I find words difficult on this subject. A favorite poem by Dylan Thomas told me for a very long time to “Rage, rage against the dying of the light.” I think Shel Silverstein, in my more current way of thinking, treats the topic very eloquently:
Where the Sidewalk Ends
There is a place where the sidewalk ends
And before the street begins,
And there the grass grows soft and white,
And there the sun burns crimson bright,
And there the moon-bird rests from his flight
To cool in the peppermint wind.
Let us leave this place where the smoke blows black
And the dark street winds and bends.
Past the pits where the asphalt flowers grow
We shall walk with a walk that is measured and slow,
And watch where the chalk-white arrows go
To the place where the sidewalk ends.
Yes we’ll walk with a walk that is measured and slow,
And we’ll go where the chalk-white arrows go,
For the children, they mark, and the children, they know
The place where the sidewalk ends.
Yes, the faith of a child, the surety of heaven – therein lies the joy we can find when death calls. Yes I shall mourn my beloved brother as I did my parents and all the loved ones gone before. But one thing in all the tears brings a smile. I never see a smiling satan jubilant in claiming a soul. I see the hand of Christ beckoning, “Come home to Me. I am the Way, the Truth, and the Light.” We see all as that door cracks open to unfathomable happiness. And here on earth, well, I wink at a rooster, look in a curio cabinet, and find in the doing my most precious possession. God is good.

++++++++++

• WRITTEN TASK: Rewrite the stretch of the passage on mourning from "Yes we’ll walk" through "God is good.", swapping "rooster" for "robin".

++++++++++

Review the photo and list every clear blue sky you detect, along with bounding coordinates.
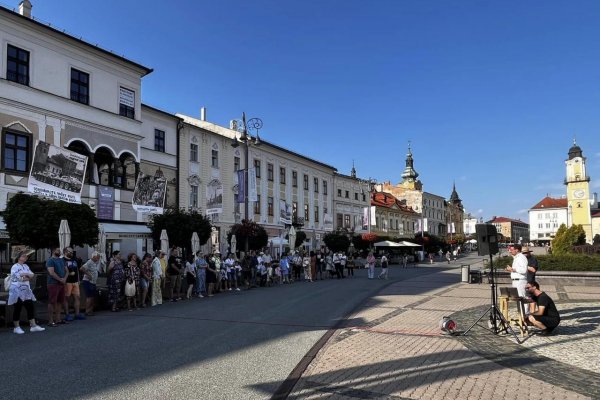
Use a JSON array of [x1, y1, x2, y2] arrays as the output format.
[[16, 0, 600, 220]]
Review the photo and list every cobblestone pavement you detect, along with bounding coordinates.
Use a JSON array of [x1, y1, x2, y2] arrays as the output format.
[[289, 262, 600, 400]]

++++++++++

• FULL SOLUTION:
Yes we’ll walk with a walk that is measured and slow,
And we’ll go where the chalk-white arrows go,
For the children, they mark, and the children, they know
The place where the sidewalk ends.
Yes, the faith of a child, the surety of heaven – therein lies the joy we can find when death calls. Yes I shall mourn my beloved brother as I did my parents and all the loved ones gone before. But one thing in all the tears brings a smile. I never see a smiling satan jubilant in claiming a soul. I see the hand of Christ beckoning, “Come home to Me. I am the Way, the Truth, and the Light.” We see all as that door cracks open to unfathomable happiness. And here on earth, well, I wink at a robin, look in a curio cabinet, and find in the doing my most precious possession. God is good.